Start of SUPPLIED RECORDS

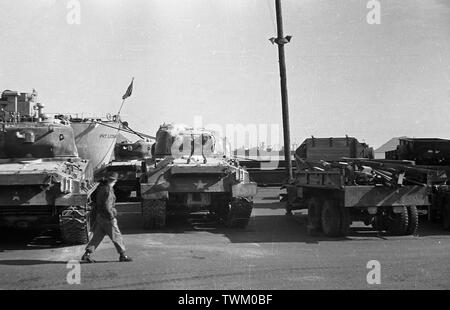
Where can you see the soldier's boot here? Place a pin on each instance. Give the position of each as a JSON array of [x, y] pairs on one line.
[[87, 257], [125, 258]]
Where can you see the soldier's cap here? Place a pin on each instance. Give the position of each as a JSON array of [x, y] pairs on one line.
[[112, 176]]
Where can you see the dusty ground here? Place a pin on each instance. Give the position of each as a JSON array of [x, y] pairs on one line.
[[273, 252]]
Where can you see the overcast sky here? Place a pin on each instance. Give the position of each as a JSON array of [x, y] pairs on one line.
[[213, 58]]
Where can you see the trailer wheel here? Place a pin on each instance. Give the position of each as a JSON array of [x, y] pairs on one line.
[[413, 220], [345, 221], [154, 213], [397, 223], [314, 214], [74, 225], [331, 219]]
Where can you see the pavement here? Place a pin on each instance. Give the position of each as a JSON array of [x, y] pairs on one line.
[[273, 252]]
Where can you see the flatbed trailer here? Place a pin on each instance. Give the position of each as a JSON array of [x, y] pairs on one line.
[[333, 206]]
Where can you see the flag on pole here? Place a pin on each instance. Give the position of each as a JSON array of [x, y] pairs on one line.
[[129, 90]]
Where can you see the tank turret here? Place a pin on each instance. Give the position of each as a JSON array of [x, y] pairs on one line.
[[43, 181]]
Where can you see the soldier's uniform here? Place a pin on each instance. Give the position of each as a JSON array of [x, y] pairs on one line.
[[106, 222]]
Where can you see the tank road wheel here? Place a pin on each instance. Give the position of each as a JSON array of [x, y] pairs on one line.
[[154, 213], [397, 223], [413, 220], [314, 213], [331, 219], [240, 210], [74, 225]]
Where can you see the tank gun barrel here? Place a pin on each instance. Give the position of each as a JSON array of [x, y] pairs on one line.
[[127, 130]]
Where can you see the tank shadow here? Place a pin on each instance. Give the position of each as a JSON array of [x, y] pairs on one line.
[[14, 239]]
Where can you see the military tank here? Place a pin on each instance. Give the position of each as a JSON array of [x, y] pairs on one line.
[[127, 162], [191, 170], [43, 181]]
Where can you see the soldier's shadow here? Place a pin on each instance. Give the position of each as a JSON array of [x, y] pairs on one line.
[[32, 262]]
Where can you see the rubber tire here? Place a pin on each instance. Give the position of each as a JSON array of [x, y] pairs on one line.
[[345, 222], [397, 223], [314, 213], [331, 219], [413, 220], [74, 225], [240, 210], [154, 213]]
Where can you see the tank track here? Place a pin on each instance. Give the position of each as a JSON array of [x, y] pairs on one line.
[[74, 225], [154, 213], [240, 210]]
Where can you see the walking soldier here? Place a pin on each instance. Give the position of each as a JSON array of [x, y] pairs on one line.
[[105, 221]]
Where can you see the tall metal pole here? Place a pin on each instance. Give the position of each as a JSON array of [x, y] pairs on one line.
[[280, 41]]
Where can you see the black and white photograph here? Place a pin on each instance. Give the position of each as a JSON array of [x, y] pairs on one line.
[[224, 150]]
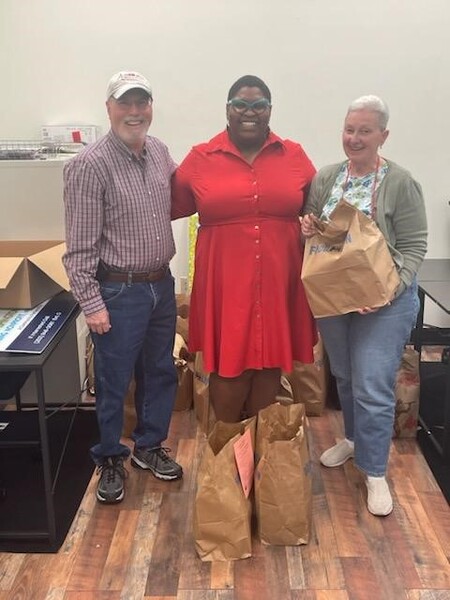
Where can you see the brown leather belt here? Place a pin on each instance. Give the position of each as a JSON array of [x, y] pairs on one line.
[[130, 277]]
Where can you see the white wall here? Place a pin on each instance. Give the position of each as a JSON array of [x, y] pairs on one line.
[[56, 57]]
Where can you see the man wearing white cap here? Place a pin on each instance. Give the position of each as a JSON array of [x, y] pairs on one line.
[[119, 244]]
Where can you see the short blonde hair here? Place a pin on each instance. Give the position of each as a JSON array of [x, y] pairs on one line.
[[374, 103]]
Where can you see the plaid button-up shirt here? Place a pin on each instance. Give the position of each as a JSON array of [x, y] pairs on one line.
[[117, 209]]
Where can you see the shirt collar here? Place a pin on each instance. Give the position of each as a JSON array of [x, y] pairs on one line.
[[223, 143]]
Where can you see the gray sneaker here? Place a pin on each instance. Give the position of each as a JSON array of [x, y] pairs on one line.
[[158, 461], [112, 473]]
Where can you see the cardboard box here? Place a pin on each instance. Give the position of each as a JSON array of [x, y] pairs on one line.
[[31, 272]]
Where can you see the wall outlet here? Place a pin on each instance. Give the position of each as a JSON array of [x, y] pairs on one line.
[[183, 285]]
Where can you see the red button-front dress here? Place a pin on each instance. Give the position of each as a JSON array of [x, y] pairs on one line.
[[248, 305]]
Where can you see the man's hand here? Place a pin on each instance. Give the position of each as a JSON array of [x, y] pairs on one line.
[[99, 322]]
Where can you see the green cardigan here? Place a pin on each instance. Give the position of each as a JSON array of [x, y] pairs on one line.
[[400, 215]]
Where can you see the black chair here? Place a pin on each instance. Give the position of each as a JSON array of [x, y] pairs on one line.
[[11, 383]]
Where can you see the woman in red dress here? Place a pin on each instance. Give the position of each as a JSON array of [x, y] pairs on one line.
[[249, 315]]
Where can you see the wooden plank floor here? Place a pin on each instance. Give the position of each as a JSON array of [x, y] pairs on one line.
[[142, 549]]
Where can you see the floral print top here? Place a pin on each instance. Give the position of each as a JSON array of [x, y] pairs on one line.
[[358, 190]]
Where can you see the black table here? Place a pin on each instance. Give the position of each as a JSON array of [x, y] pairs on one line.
[[17, 362], [434, 286]]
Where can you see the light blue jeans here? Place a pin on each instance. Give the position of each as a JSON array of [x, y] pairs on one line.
[[143, 318], [365, 353]]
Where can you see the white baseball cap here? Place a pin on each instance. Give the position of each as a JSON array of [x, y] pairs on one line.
[[124, 81]]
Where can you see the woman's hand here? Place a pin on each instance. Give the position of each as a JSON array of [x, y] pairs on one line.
[[308, 225]]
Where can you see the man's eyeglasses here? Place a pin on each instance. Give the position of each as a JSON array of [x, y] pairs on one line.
[[242, 106]]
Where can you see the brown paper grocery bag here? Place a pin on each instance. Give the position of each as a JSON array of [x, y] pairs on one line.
[[202, 407], [407, 395], [283, 492], [310, 381], [222, 512], [348, 265]]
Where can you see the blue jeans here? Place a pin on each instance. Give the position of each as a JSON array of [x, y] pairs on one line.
[[143, 319], [365, 353]]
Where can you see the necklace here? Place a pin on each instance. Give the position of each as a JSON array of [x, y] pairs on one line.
[[373, 206]]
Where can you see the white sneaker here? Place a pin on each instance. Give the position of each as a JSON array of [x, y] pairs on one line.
[[338, 454], [379, 499]]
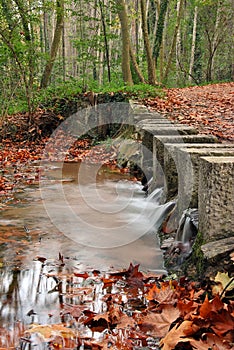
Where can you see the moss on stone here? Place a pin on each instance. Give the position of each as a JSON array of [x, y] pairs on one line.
[[195, 265]]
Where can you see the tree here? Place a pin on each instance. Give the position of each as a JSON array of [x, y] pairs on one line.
[[126, 69], [172, 49], [55, 43], [149, 57], [17, 35], [160, 29], [193, 46]]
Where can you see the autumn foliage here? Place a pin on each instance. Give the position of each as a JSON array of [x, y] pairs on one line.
[[208, 108], [139, 311]]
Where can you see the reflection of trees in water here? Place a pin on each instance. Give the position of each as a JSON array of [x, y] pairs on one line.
[[24, 299]]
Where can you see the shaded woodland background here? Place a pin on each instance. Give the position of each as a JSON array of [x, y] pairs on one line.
[[69, 46]]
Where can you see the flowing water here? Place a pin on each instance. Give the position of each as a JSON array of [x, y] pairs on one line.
[[94, 218]]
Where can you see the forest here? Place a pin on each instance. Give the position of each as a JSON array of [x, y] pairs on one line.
[[56, 48]]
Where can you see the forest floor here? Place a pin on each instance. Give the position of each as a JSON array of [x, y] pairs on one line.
[[139, 311], [208, 108]]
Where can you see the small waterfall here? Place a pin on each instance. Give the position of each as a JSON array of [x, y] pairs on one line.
[[156, 195], [161, 211], [187, 227]]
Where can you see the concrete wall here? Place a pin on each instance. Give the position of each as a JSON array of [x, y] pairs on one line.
[[216, 197]]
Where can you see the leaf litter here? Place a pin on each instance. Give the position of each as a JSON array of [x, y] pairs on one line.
[[129, 309]]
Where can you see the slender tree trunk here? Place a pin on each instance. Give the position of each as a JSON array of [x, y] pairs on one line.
[[55, 43], [193, 47], [178, 50], [126, 70], [136, 66], [162, 47], [178, 19], [214, 43], [149, 57], [105, 40], [160, 29]]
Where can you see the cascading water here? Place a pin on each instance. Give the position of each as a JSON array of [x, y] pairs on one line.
[[124, 212]]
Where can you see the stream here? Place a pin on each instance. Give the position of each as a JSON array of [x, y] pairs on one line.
[[91, 217]]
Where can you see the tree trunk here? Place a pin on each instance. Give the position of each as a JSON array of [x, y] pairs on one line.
[[178, 19], [55, 44], [214, 43], [136, 66], [126, 70], [149, 57], [193, 44], [178, 51], [160, 29], [105, 40]]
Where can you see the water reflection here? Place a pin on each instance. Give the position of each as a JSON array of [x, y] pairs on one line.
[[27, 292]]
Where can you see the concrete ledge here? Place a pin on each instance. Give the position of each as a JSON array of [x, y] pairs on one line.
[[216, 197], [213, 250], [160, 143], [148, 132], [188, 173], [174, 162]]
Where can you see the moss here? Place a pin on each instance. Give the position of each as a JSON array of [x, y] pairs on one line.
[[195, 265]]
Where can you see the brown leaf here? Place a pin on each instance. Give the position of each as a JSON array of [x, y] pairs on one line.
[[178, 334], [158, 324]]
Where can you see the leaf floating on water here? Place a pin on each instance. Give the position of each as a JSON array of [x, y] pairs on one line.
[[41, 259]]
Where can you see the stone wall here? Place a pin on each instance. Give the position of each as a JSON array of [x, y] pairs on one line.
[[200, 171]]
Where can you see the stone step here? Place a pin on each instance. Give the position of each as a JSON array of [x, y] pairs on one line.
[[216, 197], [159, 143], [188, 166], [170, 161], [148, 132]]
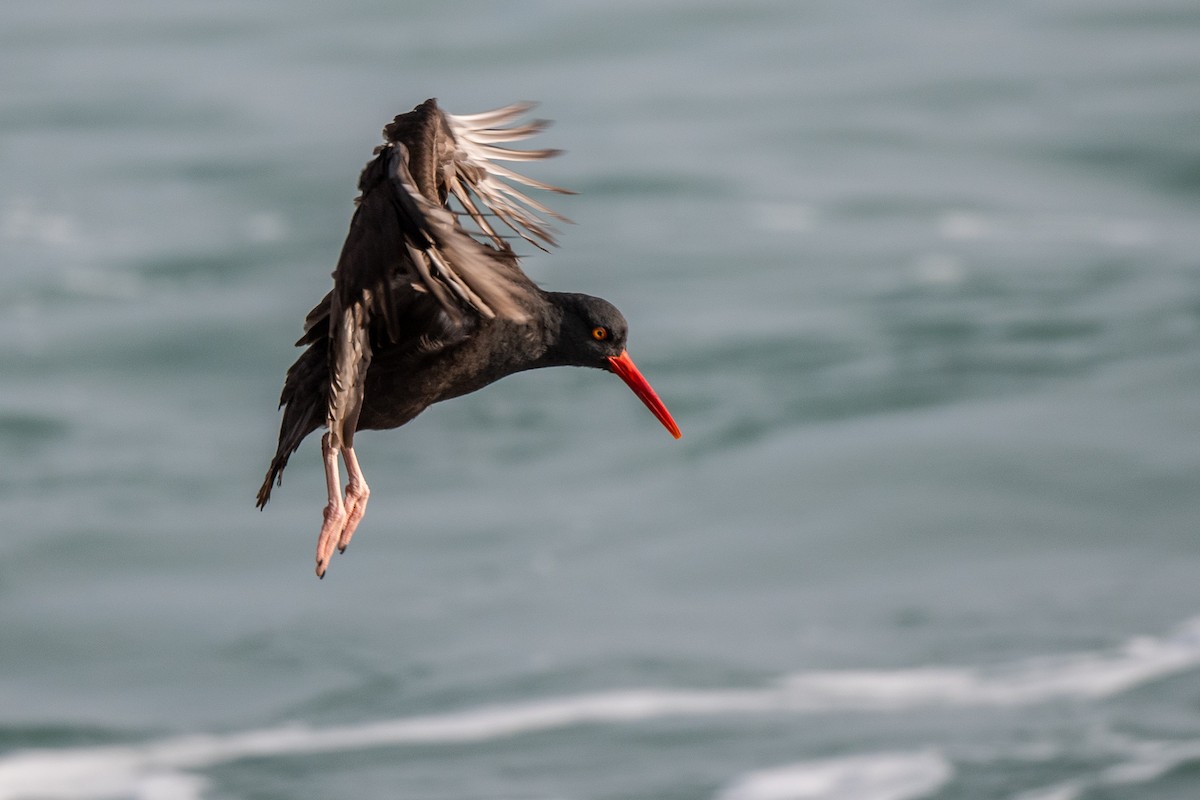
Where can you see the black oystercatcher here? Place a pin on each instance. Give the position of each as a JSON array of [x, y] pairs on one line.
[[429, 305]]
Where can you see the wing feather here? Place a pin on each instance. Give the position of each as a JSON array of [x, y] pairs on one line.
[[409, 271]]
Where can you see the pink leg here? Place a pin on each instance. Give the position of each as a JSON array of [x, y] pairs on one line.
[[357, 493], [335, 512]]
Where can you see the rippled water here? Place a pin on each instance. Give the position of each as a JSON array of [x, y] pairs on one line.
[[919, 283]]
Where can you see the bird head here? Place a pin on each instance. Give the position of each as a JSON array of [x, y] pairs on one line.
[[593, 335]]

End of SUPPLIED RECORDS

Reproduce only the lines running from the one that contains "Where can you see the rippled" to the last line of the records.

Where can you see the rippled water here? Place a pin on each instance. Give the position of each as a JSON array of [x, y] pairs on one line.
[[919, 283]]
Where can you see the bird head here? Place a pin on each instance. Give the position of each as a JSON array of [x, y] pairs on one line.
[[593, 335]]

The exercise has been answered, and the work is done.